# Consigne A
Relevez chaque ligne des enregistrements qui contient le mot "eagle", en respectant la casse.

══ Extrait du texte ══

AG: Au sens anthropologique, un mythe suppose une communauté de croyants, c’est-à-dire un ensemble d’individus qui adhèrent à la représentation du monde que celui-ci véhicule. Le mythe de l’entrepreneur génial et avant-gardiste qui comprend tout avant tout le monde et qui est celui par lequel survient l’innovation, c’est un récit qui dispose d’une immense communauté de croyants. Donc, si on montre l’histoire d’Elizabeth Holmes (entre autres, car on a vu des dizaines d’exemples d’entrepreneurs portés aux nues puis décrédibilisés), le croyant vous dira simplement que c’est une brebis égarée, qu’elle a trompé le monde, mais qu’il faut séparer le bon grain de l’ivraie: Steve Jobs, c’est un génie. Elizabeth Holmes a bien joué la comédie et a abusé de notre confiance. Ils ne considéreront pas ces individus comme des preuves tangibles de l’inanité de la vision du monde colportée par le mythe de l’entrepreneur, mais comme des exceptions qui confirment la règle.
C’est un discours que l’on retrouve dans toutes les franges de la gauche radicale, mais qui est absolument absent à droite et à l’extrême droite, où l’on adhère la plupart du temps aux mythes individualisants, à travers la célébration de la réussite économique ou la religion de l’homme fort et providentiel. Les droites ont tendance à délaisser l’analyse structurelle et à se complaire dans la dénonciation de boucs émissaires, épargnant en cela les fondements idéologiques du capitalisme libéral.
AÉ: Comme vous l’avez montré en reprenant une définition classique de l’entrepreneur, celui-ci est supposé transcender l’humanité et la mener vers le progrès. Cela dit, dans leur storytelling («accroche narrative»), les entrepreneurs sont souvent définis comme des outsiders. Parfois, les entrepreneurs vont même adopter une posture critique ou antisystème. Quel est l’intérêt de la société à valoriser l’outsider, à fabriquer de tels symboles de désunion, quasi antidémocratiques, qui semblent justement créer des inégalités et une forme de lutte égoïste où chacun veut sa part du gâteau?

═══
══ Données ══

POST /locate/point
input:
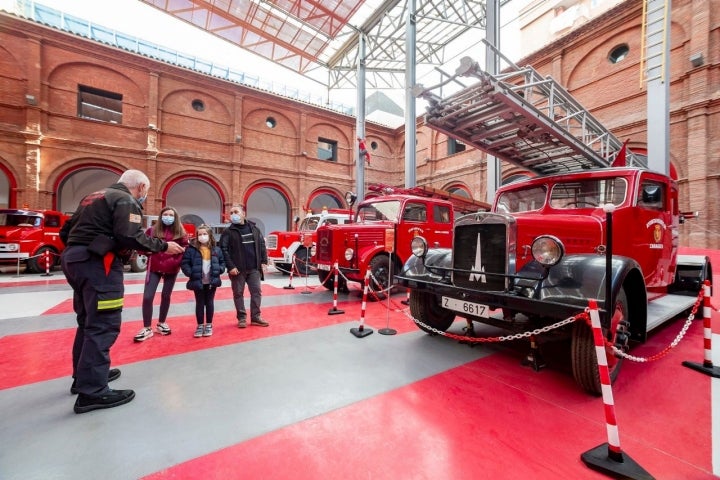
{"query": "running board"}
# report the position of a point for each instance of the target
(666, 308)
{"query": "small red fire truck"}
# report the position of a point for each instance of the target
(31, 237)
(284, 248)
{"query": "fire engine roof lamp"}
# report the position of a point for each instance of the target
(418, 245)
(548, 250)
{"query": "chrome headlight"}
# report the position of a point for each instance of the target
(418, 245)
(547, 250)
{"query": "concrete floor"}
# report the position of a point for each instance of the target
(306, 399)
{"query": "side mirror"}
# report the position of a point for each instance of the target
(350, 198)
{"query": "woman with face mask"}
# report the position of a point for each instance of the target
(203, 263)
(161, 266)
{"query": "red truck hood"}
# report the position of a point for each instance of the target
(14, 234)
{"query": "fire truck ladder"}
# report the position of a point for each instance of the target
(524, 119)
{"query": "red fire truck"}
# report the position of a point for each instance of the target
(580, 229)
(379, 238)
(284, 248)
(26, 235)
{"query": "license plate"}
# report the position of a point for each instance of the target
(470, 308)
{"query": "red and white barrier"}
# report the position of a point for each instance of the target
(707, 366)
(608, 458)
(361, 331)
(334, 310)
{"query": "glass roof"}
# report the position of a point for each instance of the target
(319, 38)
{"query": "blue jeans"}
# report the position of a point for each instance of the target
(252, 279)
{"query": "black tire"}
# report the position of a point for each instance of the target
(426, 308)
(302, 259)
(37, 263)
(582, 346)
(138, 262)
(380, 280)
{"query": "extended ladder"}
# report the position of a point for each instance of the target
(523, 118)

═══
══ Données ══

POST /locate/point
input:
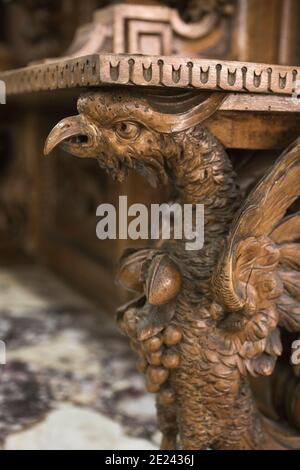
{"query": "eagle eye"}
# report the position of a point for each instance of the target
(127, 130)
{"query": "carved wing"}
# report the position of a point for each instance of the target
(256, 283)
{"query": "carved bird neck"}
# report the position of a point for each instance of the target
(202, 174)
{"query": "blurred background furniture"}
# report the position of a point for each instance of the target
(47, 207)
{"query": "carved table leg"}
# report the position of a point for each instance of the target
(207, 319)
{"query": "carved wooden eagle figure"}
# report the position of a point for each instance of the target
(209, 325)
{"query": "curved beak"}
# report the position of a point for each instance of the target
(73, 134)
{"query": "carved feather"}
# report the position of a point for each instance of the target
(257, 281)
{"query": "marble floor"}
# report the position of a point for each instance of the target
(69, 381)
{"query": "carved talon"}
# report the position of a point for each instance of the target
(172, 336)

═══

# Consigne B
Répondez à ces questions d'après l'extrait sur le mythe de l'entrepreneur :
(i) Au sens anthropologique, que suppose un mythe ?
(ii) À quoi adhère-t-on la plupart du temps à droite et à l'extrême droite ?
(iii) Comment les entrepreneurs sont-ils souvent définis dans leur storytelling ?

# Corrigé A
{"query": "eagle eye"}
{"query": "carved wooden eagle figure"}

# Corrigé B
(i) Une communauté de croyants.
(ii) Aux mythes individualisants.
(iii) Comme des outsiders.